Data for the task:
▶
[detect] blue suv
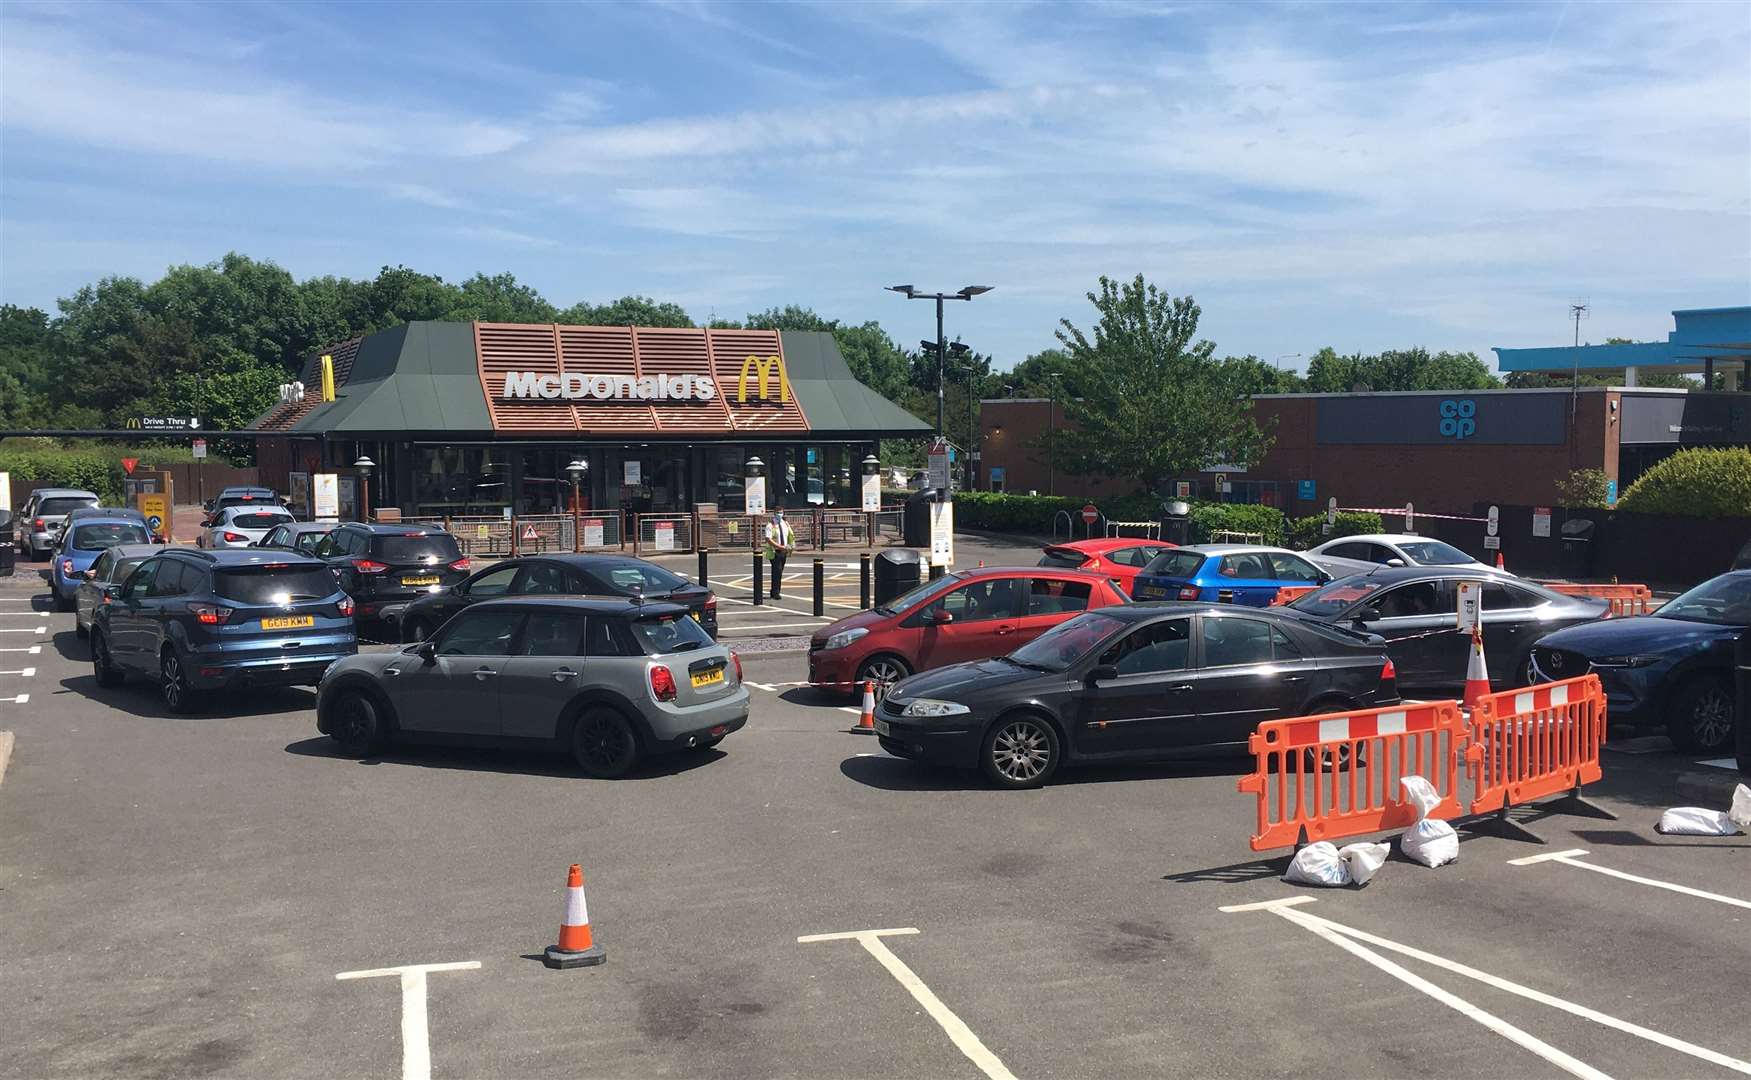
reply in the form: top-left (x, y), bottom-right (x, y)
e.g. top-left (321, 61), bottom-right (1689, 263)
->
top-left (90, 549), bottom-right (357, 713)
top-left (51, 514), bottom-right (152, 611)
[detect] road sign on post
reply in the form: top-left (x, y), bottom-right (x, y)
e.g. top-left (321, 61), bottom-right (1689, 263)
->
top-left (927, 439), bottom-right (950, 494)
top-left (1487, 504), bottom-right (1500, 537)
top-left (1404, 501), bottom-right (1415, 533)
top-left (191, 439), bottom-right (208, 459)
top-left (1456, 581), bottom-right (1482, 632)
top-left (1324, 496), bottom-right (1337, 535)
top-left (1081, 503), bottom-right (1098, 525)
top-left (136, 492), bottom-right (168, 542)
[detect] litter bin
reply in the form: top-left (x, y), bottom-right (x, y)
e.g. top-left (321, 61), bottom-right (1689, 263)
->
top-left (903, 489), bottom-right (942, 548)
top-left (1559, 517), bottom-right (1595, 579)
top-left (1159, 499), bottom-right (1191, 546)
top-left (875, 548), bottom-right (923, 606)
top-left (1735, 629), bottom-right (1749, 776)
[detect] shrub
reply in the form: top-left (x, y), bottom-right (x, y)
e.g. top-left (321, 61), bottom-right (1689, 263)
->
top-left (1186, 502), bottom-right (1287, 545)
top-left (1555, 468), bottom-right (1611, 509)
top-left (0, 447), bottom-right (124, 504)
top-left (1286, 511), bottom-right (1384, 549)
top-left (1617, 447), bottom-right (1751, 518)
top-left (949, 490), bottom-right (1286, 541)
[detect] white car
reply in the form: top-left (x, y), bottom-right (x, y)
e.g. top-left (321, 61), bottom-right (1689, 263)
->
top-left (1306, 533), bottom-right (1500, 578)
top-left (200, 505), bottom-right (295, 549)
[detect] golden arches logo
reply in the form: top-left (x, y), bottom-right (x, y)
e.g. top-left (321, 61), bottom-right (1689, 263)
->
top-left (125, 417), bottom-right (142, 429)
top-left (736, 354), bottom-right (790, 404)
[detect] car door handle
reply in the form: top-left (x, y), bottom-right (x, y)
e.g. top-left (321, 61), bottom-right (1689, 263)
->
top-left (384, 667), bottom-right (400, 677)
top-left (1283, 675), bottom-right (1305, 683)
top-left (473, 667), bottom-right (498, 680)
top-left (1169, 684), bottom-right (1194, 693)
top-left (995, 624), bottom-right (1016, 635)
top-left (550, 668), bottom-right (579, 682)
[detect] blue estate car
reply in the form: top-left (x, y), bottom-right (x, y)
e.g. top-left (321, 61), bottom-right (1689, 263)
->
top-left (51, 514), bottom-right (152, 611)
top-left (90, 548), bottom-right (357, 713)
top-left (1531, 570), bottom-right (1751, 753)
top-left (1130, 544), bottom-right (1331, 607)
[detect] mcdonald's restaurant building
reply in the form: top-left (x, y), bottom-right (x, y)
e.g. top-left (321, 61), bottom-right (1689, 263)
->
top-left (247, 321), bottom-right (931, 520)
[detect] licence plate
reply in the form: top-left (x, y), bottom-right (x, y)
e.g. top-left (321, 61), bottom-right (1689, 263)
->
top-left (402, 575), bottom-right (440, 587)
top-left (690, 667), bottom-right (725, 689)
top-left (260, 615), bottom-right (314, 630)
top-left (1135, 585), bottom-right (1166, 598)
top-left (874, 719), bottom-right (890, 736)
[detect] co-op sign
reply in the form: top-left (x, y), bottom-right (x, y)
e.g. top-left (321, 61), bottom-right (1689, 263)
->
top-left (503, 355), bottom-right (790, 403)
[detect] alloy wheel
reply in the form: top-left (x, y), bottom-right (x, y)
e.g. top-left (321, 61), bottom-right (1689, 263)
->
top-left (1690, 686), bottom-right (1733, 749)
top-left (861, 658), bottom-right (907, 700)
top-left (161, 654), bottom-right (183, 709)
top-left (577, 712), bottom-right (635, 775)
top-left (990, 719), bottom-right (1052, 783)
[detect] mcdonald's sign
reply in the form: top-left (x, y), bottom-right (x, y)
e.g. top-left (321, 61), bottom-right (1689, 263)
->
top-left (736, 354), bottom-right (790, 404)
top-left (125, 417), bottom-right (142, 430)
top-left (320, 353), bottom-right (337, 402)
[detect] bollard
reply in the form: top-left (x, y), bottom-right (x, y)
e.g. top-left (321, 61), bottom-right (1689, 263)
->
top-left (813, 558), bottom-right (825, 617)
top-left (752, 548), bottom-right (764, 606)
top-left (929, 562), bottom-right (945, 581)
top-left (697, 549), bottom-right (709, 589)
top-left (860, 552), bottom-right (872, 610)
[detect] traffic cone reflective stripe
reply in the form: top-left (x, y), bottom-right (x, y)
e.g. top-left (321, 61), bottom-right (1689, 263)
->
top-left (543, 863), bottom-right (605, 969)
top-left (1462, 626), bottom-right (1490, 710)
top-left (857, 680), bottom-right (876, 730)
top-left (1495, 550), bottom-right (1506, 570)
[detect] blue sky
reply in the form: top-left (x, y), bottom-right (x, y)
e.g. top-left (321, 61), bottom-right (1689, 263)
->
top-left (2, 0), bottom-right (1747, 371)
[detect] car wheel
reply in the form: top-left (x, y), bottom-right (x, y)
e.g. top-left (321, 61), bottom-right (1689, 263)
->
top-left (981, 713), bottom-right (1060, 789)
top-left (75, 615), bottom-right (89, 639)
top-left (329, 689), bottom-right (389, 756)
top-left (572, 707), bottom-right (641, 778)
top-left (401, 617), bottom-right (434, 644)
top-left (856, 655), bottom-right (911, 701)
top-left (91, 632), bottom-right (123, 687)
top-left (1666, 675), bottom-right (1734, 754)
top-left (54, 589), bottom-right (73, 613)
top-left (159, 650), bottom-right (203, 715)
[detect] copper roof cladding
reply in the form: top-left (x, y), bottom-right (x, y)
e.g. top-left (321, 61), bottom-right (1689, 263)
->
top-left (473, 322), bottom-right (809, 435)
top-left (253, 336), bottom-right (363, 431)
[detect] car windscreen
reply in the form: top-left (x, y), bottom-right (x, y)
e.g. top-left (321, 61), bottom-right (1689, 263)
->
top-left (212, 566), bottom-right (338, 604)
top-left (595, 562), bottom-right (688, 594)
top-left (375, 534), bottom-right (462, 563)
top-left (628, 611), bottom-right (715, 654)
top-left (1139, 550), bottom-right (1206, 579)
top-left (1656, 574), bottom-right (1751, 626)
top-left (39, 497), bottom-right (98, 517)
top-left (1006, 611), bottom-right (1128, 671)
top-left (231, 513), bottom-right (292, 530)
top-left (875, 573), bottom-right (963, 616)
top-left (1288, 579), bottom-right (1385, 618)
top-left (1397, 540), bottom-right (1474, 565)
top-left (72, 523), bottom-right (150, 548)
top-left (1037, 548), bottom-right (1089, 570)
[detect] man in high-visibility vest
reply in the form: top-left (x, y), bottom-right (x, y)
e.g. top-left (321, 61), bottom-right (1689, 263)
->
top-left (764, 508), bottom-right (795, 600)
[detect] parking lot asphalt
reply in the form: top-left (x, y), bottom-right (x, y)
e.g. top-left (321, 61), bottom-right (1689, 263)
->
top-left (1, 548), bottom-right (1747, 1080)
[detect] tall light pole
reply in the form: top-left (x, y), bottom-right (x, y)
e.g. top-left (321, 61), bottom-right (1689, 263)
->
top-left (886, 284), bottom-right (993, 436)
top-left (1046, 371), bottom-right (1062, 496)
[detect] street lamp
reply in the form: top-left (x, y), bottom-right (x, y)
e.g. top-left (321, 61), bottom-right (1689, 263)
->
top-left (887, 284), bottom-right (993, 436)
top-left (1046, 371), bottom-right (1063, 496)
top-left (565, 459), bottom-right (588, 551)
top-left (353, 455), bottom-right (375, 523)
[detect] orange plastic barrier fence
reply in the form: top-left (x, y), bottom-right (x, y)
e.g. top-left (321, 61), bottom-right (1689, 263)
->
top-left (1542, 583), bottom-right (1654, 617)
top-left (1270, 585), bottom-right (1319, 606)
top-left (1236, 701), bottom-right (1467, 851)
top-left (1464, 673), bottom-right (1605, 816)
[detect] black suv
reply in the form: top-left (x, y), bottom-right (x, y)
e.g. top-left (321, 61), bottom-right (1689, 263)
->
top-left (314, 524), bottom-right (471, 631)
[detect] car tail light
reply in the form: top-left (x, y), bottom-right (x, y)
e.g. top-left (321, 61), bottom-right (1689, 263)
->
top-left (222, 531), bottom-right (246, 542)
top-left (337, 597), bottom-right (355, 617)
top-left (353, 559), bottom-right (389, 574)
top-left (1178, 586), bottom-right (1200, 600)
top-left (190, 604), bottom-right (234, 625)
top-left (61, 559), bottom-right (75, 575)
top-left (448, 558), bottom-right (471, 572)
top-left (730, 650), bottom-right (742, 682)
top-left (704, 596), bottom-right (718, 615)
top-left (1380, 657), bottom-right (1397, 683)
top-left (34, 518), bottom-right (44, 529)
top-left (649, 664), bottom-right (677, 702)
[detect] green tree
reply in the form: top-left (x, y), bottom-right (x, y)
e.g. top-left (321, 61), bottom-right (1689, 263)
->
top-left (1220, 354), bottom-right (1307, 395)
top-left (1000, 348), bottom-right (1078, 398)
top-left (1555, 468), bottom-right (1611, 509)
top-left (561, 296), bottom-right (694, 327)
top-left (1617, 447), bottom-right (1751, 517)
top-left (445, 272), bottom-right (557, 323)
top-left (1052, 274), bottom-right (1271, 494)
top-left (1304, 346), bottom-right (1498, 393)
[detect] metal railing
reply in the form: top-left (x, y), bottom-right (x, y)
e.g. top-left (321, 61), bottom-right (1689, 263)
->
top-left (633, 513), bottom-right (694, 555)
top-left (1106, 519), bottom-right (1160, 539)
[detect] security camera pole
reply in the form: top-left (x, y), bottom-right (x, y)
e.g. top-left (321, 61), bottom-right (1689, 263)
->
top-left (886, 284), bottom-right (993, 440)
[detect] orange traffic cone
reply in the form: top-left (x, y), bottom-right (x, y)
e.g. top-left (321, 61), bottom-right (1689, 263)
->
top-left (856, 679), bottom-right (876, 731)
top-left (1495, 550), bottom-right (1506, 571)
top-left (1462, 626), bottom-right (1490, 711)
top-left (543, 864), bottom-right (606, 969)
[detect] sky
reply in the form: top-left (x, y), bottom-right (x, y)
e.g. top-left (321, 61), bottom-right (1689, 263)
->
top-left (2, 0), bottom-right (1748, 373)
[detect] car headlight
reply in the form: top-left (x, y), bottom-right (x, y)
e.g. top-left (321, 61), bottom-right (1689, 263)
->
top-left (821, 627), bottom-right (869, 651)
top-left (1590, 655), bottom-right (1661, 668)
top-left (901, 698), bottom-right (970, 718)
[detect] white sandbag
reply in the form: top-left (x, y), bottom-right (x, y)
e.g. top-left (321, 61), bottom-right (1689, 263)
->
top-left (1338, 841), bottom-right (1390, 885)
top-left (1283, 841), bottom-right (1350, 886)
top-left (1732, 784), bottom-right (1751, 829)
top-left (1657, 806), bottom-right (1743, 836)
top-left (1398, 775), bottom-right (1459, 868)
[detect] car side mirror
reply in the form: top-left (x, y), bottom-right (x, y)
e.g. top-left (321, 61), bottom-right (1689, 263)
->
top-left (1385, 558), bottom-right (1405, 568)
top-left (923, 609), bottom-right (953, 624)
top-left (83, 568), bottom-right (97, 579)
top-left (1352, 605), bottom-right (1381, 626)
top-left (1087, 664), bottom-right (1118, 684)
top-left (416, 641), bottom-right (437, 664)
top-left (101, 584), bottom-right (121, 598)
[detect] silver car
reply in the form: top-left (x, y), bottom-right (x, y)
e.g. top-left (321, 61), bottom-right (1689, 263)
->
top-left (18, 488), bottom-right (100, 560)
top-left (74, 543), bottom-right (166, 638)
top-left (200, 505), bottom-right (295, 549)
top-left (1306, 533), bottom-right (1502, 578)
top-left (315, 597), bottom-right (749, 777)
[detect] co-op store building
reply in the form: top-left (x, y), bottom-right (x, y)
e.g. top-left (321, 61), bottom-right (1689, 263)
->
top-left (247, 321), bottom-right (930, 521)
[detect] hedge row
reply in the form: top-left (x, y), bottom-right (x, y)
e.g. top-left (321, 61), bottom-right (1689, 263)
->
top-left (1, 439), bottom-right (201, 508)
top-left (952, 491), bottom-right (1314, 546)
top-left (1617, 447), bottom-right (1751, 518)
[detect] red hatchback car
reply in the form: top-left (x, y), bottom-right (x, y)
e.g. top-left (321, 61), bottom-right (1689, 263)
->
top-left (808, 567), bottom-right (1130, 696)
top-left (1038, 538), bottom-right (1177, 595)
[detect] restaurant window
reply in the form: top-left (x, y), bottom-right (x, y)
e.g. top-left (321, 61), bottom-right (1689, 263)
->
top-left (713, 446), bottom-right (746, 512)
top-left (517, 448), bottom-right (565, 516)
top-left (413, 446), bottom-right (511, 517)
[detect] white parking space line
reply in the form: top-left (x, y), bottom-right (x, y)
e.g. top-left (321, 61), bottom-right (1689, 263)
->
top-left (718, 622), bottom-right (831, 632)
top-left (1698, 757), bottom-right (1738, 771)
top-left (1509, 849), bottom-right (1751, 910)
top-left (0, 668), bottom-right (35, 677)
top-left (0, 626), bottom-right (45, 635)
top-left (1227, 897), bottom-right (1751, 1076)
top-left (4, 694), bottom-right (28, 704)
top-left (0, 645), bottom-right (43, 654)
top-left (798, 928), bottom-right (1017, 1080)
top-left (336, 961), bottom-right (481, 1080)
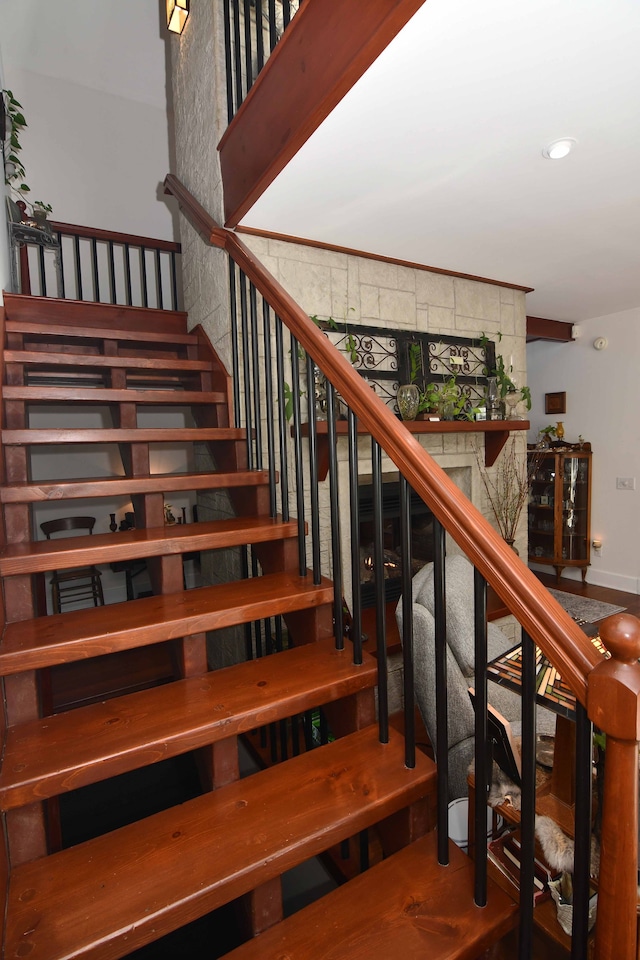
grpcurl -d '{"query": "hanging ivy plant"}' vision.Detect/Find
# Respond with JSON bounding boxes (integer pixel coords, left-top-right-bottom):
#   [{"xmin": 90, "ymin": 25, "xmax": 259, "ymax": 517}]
◀
Required action: Work out how many lines of the material above contain the word "sign", then give only that figure.

Written reply: 3